Short problem:
Reproduce in full every line starting at the one containing "Task: annotate every instance of the pale" and ending at the final line. Multiply each answer keypoint coordinate by 1.2 and round to a whole number, halves up, leaving the sample coordinates unchanged.

Recorded information:
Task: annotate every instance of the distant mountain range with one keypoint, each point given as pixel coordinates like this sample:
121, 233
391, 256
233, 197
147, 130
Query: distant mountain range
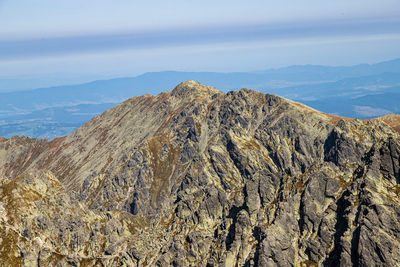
361, 91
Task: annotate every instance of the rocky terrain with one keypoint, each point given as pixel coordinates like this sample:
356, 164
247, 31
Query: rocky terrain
196, 177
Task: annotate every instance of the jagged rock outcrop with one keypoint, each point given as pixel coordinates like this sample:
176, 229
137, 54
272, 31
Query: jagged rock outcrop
196, 177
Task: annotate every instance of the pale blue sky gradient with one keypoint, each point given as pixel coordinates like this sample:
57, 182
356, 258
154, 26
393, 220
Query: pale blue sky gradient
125, 38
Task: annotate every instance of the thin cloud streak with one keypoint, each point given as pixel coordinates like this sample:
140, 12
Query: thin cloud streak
22, 49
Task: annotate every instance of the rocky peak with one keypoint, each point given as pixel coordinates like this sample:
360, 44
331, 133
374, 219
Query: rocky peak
192, 88
196, 177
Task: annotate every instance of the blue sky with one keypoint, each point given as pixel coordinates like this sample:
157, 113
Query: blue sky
100, 38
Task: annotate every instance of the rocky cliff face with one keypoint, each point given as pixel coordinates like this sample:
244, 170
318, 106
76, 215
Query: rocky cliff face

Correct response:
Task: annotate every instance of the pale blue sky gradient with one keypoint, each point given as pixel coordinates like this sample:
57, 182
356, 258
154, 26
393, 220
Query: pale blue sky gradient
150, 46
Task: annotate every instance of the thin cloud streak with one keypoint, each point given as pixel coordinates like this sample:
140, 12
Query: thin cloud streak
26, 59
Task: annotate every instance of the rocky peak with one keypoint, each point given as pixel coordinates like this sample:
360, 44
331, 133
374, 219
Query: rocky peak
230, 106
235, 212
Task: annotate every instance of the blue sky with one keypoint, each point given as pixel coordinates like this sample:
157, 113
Query: blue sky
120, 46
Task: annotate every instance of the rocky cliff face with one keypoint, each point given as pixel coordinates like this sample:
244, 170
318, 106
76, 215
Query: rocky cliff face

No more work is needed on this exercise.